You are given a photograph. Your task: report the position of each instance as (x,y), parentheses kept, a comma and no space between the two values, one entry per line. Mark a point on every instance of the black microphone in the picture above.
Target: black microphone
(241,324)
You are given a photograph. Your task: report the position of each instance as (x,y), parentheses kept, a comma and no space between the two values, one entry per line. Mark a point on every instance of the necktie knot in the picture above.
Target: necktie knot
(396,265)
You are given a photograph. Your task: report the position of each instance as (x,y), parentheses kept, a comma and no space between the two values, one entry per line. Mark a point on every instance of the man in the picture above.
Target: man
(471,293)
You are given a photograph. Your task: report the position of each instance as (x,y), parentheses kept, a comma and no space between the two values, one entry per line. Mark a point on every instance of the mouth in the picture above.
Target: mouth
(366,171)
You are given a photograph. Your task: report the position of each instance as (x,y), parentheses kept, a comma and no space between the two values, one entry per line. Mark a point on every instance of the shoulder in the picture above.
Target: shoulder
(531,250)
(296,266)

→ INSTRUCTIONS TO FOLLOW
Going through the entries above, count the lines that include "Your" and state only the result.

→ RESPONSE TO THIS EXERCISE
5